— Provided text —
=== Begin Enclosure ===

Sixty years after Till’s murder, she says her family still feels the effects. People forget that two relatives who were there when Till was abducted are still alive, she said.

Last year, for the commemoration of the 60th anniversary of Till’s death, the foundation convened a series of events that drew a network of mothers, including the mother of Amadou Diallou, who was killed by four New York City police officers in 1999. They prayed at Roberts Temple Church of God in Christ, the church where Till was eulogized, his casket open so the world could see the viciousness of racial hatred. His mother’s decision to show his mutilated corpse shocked people into action against a system of state-sanctioned violence against black people.

Gordon-Taylor said, “There’s a piece of Mamie in each of these mothers.”

As part of the commemoration, the mothers went to the cemetery where Till Mobley and her son are buried. They walked from his grave to his mother’s grave. Gordon-Taylor said the symbolic journey means the mothers will be “fighting for justice for their children until they go to the grave.”

Justice and healing

January's Police Board meeting was intended to solicit public input on the city’s next police chief; instead the two-and-a-half hour meeting became a forum for people to voice their anger at police shootings of primarily African Americans and Latinos.

=== End Enclosure ===

— Records supplied —
=== Begin Enclosure ===

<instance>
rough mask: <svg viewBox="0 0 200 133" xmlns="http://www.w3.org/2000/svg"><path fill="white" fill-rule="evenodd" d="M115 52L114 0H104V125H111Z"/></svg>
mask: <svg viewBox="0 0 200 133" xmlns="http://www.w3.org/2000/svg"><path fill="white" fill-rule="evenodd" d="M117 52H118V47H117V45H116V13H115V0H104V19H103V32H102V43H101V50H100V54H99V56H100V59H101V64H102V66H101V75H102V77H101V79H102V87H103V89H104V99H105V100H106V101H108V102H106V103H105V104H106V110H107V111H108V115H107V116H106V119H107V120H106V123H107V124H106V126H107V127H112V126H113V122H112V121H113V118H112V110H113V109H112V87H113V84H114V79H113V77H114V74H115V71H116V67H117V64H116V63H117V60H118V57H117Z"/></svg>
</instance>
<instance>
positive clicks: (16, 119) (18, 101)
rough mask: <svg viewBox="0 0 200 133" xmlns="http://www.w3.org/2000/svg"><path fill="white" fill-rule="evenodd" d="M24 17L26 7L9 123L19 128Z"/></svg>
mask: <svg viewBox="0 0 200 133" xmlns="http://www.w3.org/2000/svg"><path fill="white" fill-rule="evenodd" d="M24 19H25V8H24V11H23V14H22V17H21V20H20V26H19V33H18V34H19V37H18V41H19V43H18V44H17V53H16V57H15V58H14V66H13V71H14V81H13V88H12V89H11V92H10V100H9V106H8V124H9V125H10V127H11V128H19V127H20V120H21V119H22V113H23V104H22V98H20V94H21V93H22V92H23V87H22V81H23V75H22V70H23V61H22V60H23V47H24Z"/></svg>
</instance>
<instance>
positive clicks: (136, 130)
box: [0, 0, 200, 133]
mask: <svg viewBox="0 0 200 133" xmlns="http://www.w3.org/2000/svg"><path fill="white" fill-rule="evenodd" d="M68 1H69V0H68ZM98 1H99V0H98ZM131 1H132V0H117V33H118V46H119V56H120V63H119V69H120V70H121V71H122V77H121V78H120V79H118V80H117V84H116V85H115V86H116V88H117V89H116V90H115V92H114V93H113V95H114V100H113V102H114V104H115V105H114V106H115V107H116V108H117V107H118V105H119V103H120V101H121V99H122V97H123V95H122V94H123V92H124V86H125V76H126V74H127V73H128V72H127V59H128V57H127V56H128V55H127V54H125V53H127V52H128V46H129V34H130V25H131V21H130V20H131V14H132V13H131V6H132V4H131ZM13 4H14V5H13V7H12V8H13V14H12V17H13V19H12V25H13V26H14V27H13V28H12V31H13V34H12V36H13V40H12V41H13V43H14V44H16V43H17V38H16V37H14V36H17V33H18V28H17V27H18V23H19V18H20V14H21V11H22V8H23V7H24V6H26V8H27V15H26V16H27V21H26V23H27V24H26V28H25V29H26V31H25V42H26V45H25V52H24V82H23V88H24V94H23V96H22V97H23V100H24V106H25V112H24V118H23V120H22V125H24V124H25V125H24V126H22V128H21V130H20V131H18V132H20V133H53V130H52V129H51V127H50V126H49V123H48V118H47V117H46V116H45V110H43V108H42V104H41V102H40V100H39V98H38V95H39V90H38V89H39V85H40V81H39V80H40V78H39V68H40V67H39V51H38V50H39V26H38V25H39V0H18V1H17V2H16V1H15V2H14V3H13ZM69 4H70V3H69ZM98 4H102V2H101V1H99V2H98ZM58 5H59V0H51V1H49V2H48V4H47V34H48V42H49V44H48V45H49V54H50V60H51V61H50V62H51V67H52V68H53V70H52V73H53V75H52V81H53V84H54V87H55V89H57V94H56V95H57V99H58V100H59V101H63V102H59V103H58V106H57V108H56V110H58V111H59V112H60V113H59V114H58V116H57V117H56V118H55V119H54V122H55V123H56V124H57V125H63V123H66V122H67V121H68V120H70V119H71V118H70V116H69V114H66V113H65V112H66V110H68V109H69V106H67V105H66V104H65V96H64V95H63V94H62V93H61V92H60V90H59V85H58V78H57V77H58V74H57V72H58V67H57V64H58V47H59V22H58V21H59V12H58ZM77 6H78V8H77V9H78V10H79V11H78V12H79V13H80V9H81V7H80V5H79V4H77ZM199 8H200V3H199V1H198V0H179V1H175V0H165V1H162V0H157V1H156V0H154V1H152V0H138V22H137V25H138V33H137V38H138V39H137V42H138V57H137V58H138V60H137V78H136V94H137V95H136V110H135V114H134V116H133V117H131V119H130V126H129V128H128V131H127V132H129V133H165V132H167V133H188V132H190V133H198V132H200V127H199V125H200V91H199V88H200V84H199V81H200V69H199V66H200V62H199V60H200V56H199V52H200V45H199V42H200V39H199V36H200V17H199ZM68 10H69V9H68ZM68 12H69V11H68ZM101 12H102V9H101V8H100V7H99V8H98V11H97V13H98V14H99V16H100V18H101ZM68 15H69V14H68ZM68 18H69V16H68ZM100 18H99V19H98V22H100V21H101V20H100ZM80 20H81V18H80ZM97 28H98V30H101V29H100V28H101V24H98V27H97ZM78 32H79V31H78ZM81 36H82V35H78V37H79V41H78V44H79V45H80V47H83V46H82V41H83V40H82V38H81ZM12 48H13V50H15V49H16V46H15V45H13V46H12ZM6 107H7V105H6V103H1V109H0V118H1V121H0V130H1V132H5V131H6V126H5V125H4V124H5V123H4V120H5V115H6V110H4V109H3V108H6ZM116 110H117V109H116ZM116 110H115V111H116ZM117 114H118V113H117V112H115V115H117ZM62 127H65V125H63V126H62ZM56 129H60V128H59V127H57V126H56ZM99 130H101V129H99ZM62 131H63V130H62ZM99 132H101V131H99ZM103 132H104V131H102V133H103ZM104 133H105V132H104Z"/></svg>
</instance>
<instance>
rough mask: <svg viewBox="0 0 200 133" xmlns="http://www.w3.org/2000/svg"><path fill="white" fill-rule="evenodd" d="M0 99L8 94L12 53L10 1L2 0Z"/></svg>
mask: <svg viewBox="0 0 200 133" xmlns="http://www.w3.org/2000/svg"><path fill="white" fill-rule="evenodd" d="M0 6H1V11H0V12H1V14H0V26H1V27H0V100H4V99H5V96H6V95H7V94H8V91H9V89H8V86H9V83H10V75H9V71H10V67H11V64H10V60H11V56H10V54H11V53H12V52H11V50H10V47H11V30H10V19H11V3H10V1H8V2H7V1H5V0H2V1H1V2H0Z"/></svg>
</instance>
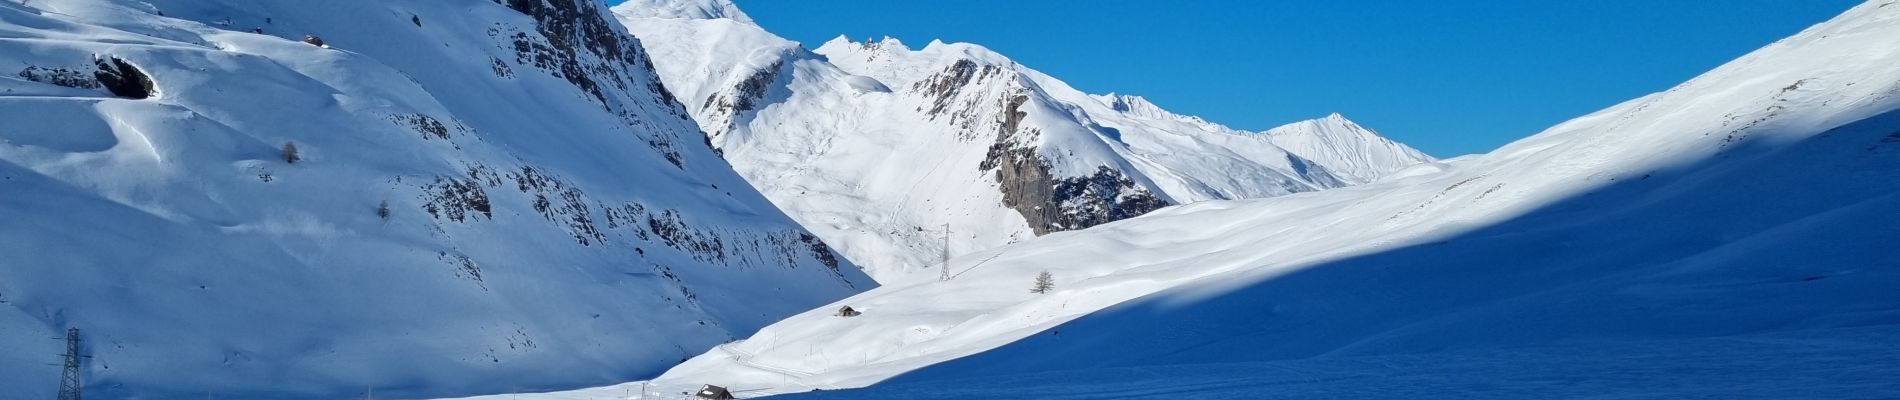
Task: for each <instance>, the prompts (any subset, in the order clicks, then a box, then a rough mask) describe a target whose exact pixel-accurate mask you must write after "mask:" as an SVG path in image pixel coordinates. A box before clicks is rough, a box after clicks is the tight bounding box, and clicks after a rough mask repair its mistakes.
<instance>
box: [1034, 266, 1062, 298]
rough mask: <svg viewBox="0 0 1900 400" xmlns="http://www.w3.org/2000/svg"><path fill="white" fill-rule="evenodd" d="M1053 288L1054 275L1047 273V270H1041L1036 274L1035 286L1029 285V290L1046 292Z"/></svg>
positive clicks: (1041, 291)
mask: <svg viewBox="0 0 1900 400" xmlns="http://www.w3.org/2000/svg"><path fill="white" fill-rule="evenodd" d="M1053 288H1056V275H1049V271H1043V273H1037V275H1035V286H1030V292H1032V294H1047V292H1049V290H1053Z"/></svg>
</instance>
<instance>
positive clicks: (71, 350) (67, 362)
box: [59, 328, 82, 400]
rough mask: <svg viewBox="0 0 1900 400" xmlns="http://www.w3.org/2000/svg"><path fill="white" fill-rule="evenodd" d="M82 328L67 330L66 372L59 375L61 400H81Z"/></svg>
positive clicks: (70, 328) (64, 372)
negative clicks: (81, 359) (81, 337)
mask: <svg viewBox="0 0 1900 400" xmlns="http://www.w3.org/2000/svg"><path fill="white" fill-rule="evenodd" d="M80 387H82V383H80V328H66V370H65V372H61V373H59V400H80Z"/></svg>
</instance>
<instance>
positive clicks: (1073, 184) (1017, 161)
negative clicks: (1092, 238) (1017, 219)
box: [978, 95, 1169, 235]
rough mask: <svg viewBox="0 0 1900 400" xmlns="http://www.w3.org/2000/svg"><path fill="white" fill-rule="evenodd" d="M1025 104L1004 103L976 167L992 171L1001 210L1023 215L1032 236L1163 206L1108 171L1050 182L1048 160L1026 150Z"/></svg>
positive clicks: (1025, 99) (1149, 196) (1020, 99)
mask: <svg viewBox="0 0 1900 400" xmlns="http://www.w3.org/2000/svg"><path fill="white" fill-rule="evenodd" d="M1026 102H1028V97H1022V95H1018V97H1011V99H1009V102H1007V108H1005V112H1003V116H1001V121H999V123H997V125H999V127H997V129H1001V131H999V133H997V142H996V144H992V146H990V154H988V155H986V157H984V161H982V163H980V165H978V167H980V169H984V171H992V169H994V171H996V182H997V184H999V188H1001V191H1003V205H1005V207H1009V209H1015V210H1016V212H1018V214H1022V220H1026V222H1028V224H1030V229H1032V231H1035V235H1047V233H1053V231H1068V229H1083V227H1091V226H1100V224H1108V222H1117V220H1127V218H1134V216H1140V214H1148V212H1151V210H1157V209H1161V207H1169V203H1167V201H1163V199H1159V197H1155V195H1153V193H1150V191H1148V190H1144V188H1140V186H1136V184H1134V180H1129V178H1127V176H1123V174H1121V171H1115V169H1110V167H1098V169H1096V171H1094V174H1089V176H1073V178H1053V176H1051V173H1049V161H1047V159H1043V155H1041V154H1037V152H1035V148H1034V146H1030V142H1034V135H1035V131H1034V129H1032V131H1022V127H1020V123H1022V118H1026V116H1028V114H1026V112H1022V110H1020V108H1022V104H1026Z"/></svg>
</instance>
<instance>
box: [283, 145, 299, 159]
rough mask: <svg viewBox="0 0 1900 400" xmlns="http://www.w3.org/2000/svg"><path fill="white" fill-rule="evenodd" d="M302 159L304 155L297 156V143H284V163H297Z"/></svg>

=== End Enclosure ===

— Exercise tasks —
A) From the passage on Till's commemoration, list the things the mothers did as part of the 60th anniversary events.
B) According to the passage on Till's commemoration, why was Till's casket left open at his eulogy, and what effect did that decision have?
C) Continue the passage on Till's legacy and police violence, starting after its final sentence about January's Police Board meeting.

— Expected outputs —
A)
- Prayed at Roberts Temple Church of God in Christ, the church where Till was eulogized
- Went to the cemetery where Till Mobley and her son are buried
- Walked from his grave to his mother's grave

B) The casket was open so the world could see the viciousness of racial hatred. His mother's decision to show his mutilated corpse shocked people into action against a system of state-sanctioned violence against black people.

C)
“You need to understand the pain,” said Geneva Reed-Veal, Sandra Bland's mother. “It’s real and it’s deep and it goes farther than what anybody can explain to you because you go through so many things in your mind as you miss your relative.”

Bland, who had moved to Texas from Naperville for a job, was found dead in a Waller County jail cell after being arrested following a traffic stop.

LaToya Jones, the daughter of Bettie Jones, also addressed the board. Her mother was shot to death by a Chicago police officer, along with 19-year-old Quintonio LeGrier. The officer, who was responding to a domestic disturbance call, shot LeGrier when he became combative. Jones, who lived downstairs, was accidentally shot.

“That’s all we had was our mom, she was our everything,” LaToya Jones told board members. “Now she’s gone. We lost our mom to gun violence. She didn’t die of a natural cause; she died at the hand of a trigger-happy cop.”

About an hour into the meeting, Sutton calmly walked up to the microphone. He began by telling board members he was “beyond angry” because Detective Dante Servin, who killed his sister, was still on the police department’s payroll. Servin shot Boyd when he opened fire on a group of people at a park, one of whom he mistakenly thought had a gun.

The City of Chicago settled a wrongful death case with Boyd's family for $4.5 million a year after her death. Last April, Servin was found not guilty of involuntary manslaughter charges. The Police Board is considering whether to fire him.

“It’s been four years … [and] ain’t nothing been happening since my sister been gone,” Sutton said. He asked board members if they could fathom how it feels to look his mother in the eyes every day and see her pain at her loss.

Reed-Veal told the board that she was frustrated with the trickle of information from authorities explaining how her daughter died while in police custody.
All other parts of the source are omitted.